[Problem]: Return each line of the data below unchanged, please.

[Data excerpts]:
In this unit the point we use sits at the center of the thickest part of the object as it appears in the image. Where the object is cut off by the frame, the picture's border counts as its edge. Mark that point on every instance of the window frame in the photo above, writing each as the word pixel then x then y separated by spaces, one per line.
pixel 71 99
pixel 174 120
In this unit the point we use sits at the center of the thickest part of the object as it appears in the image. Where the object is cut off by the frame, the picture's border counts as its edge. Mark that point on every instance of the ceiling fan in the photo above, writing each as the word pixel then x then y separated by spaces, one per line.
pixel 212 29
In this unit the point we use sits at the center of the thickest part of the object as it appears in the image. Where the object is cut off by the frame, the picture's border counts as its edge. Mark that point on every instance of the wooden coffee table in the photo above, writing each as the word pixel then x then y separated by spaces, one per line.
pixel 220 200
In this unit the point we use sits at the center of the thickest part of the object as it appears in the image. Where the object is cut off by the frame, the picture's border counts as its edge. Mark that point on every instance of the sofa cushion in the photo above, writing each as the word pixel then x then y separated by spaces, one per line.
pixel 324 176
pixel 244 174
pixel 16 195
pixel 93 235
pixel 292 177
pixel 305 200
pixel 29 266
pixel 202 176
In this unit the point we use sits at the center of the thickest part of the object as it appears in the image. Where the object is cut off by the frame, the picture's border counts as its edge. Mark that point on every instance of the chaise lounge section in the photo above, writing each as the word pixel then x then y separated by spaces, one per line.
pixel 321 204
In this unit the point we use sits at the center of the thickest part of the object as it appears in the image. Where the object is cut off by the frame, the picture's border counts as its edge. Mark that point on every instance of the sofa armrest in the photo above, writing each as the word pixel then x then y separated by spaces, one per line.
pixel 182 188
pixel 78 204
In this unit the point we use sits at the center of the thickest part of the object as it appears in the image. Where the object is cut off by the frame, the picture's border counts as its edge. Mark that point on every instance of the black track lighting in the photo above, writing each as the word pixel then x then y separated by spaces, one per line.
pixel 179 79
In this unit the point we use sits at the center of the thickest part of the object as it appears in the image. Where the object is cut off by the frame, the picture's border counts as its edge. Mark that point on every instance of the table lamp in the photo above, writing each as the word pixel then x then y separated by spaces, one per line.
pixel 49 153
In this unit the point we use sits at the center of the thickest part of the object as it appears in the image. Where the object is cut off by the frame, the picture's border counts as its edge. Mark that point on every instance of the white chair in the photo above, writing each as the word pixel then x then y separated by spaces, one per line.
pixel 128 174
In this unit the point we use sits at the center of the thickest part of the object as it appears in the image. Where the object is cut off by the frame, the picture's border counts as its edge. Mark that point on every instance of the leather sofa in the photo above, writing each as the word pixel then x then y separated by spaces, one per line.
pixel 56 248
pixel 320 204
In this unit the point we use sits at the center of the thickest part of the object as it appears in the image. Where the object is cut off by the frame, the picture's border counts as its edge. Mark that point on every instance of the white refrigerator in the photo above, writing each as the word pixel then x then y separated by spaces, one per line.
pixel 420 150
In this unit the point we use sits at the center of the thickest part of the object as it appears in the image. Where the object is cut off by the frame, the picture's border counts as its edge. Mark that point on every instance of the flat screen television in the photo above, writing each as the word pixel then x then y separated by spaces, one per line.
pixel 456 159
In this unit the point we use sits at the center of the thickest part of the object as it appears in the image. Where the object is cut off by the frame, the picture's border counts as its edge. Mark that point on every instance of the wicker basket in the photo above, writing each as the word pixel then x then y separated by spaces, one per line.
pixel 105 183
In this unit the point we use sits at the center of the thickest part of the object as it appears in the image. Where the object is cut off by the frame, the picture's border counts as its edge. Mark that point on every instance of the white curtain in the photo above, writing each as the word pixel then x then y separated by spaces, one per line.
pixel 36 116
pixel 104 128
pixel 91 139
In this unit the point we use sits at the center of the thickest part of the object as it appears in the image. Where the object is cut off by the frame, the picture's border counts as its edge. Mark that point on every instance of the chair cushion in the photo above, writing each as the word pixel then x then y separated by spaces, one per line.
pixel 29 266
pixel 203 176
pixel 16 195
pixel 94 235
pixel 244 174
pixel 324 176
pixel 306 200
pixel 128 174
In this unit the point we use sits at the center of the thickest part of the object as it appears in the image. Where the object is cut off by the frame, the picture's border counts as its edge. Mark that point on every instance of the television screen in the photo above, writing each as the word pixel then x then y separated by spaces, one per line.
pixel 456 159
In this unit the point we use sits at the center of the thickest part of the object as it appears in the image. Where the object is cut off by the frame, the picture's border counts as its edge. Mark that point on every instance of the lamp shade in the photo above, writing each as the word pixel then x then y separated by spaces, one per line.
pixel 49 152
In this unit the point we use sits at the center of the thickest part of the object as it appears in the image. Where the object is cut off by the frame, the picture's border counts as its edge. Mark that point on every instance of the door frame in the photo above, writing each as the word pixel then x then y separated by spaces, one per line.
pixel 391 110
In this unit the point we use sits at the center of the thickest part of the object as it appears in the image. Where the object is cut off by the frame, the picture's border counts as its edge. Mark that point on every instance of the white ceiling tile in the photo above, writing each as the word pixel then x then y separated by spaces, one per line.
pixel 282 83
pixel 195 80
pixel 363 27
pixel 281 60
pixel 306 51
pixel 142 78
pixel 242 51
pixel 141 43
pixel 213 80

[Expected answer]:
In this unit the point we use sits at the center of the thickest part of the object as it appears in the image. Where the object is cut off by the frame, the picture's border counts as its edge. Mark that point on every instance of the window frame in the photo above, writing each as the word pixel then x then y separated by spaces, one per line.
pixel 71 99
pixel 174 120
In this unit the point we use sits at the center of the thickest part of the object as it appears in the image. Where the object is cut off by the frame, the picture's border counts as its edge. Mark that point on every instance of the ceiling fan in the photo above, writing each as the word pixel then x then y separated by spaces, one per line.
pixel 212 29
In this unit the point we use sits at the center of the thickest part of the object as it appears in the image. Where the object is cut off by the frame, the picture's border counts as its edge. Mark that point on every instance of the wooden coffee table in the photo above, writing each as the word pixel then x then y separated by spaces, one per line.
pixel 220 200
In this unit the point we use sits at the center of the thickest part of the object as it appears in the image. Where the object is cut off by the frame, the picture's border counts as its edge. Mark that point on every instance of the sofa cushion in the photo above, writing each as the word pixel then x then y separated by spaces, one per line.
pixel 324 176
pixel 244 174
pixel 16 195
pixel 93 235
pixel 292 177
pixel 305 200
pixel 29 266
pixel 202 176
In this unit the point we use sits at the center of the thickest part of the object as it appears in the image. Where the object is cut off by the frame, the picture's border counts as its edge. Mark that point on every instance of the chaise lounge section in the photo above, writing each as the word pixel then x then y separated by spaces, one per line.
pixel 321 204
In this unit the point we use sits at the center of the thickest part of the object as it appears in the image. Where the object is cut off by the frame, the picture's border counts as its edge. Mark that point on every instance of the sofa armrest in the photo above, writing each as the word pixel then x then y separated by spaces, one per line.
pixel 182 188
pixel 78 204
In this unit the point we use sits at the center of the thickest part of the object as it appears in the image. Where the object is cut off by the frame, the picture's border counts as its edge. Mark that point on every instance of the black track lighting in the photo above, writing each as the word pixel then x then y separated by spaces, one per line.
pixel 179 79
In this unit the point we use sits at the center of the thickest part of the object as it appears in the image. Where the object is cut off by the frame, the picture's border counts as its edge. Mark that point on every instance of the table lamp in the photo above, writing each as the word pixel then x then y separated by spaces, one per line.
pixel 49 153
In this unit the point we use sits at the center of the thickest part of the object as it appears in the image. Where the object is cut off by the frame, the picture's border counts as its edge. Mark that point on every instance of the white chair in the photo above, writing each as the word pixel then x then y separated by spaces, one per line.
pixel 128 174
In this unit the point we use sits at the center of the thickest part of the object as it appears in the image. Where the object is cut off by the frame, the picture's border counts as its edge. Mark that point on every instance of the leather sofa in the photo above, writing each as the word pixel then x then y separated by spaces, one per line.
pixel 56 248
pixel 320 204
In this unit the point we use sits at the center of the thickest part of the object as it appears in the image. Where the object is cut off by the frame, the picture's border counts as its edge. Mark that point on every instance of the white refrigerator in the photo above, writing each as the word pixel then x then y separated by spaces, one per line.
pixel 420 150
In this unit the point we use sits at the center of the thickest part of the object as it appears in the image. Where the object is cut off by the frame, the picture's border counts as its edge. Mark that point on every instance of the flat screen television in the photo above, writing each as the word pixel then x then y separated by spaces, one per line.
pixel 456 159
In this unit the point we use sits at the center of the thickest part of the object as it appears in the image. Where the object is cut off by the frame, the picture's border counts as its edge. Mark that point on every instance of the wicker basket in the photo above, writing each as the word pixel then x then y separated by spaces, one per line.
pixel 105 183
In this unit the point we use sits at the center of the thickest part of the object as it appears in the image. Where the object is cut off by the frame, the picture's border counts as its edge. Mark that point on every instance of the white curtain in the photo above, writing each as the word pixel then x then y separated by spaces, one per line.
pixel 36 116
pixel 104 128
pixel 91 139
In this unit the point we use sits at the center of the thickest part of the object as it appears in the image. Where the object is cut off by the frame, the picture's border counts as its edge. Mark that point on every instance of the chair cushion in the photo above, writing each as the word pixel then x then y separated by spaces, one per line.
pixel 29 266
pixel 203 176
pixel 16 195
pixel 94 235
pixel 244 174
pixel 324 176
pixel 306 200
pixel 128 174
In this unit the point we use sits at the center of the thickest part of the object as it appears in the image. Where the object is cut off by the frame, the picture's border counts as its edge. Mark that point on every instance of the television screen in the photo above, writing each as the word pixel then x then y separated by spaces, one per line.
pixel 456 159
In this unit the point we use sits at the center of the thickest part of the object as it appears in the image. Where the object is cut off by the frame, the picture's border counts as its edge. Mark that point on every instance of the lamp shade in the photo above, writing each as the word pixel then x then y separated by spaces, one per line.
pixel 49 152
In this unit the point we use sits at the center of the thickest part of the object as it appears in the image. Where the object is cut off by the frame, the picture's border counts as its edge. Mark that point on every instance of the door frame in the photo above, writing each as the word pixel then x then y separated by spaces, one per line.
pixel 391 110
In this unit the point we use sits at the center of the thickest part of the object as it appears in the image. Where the object is cut off by the frame, the picture's border counts as its edge. Mark that point on every instance of the white ceiling tile in the photo above, writing each as the word pixel then x then y separated by spaces, one per line.
pixel 282 83
pixel 195 80
pixel 363 27
pixel 281 60
pixel 306 51
pixel 142 78
pixel 242 51
pixel 141 43
pixel 213 80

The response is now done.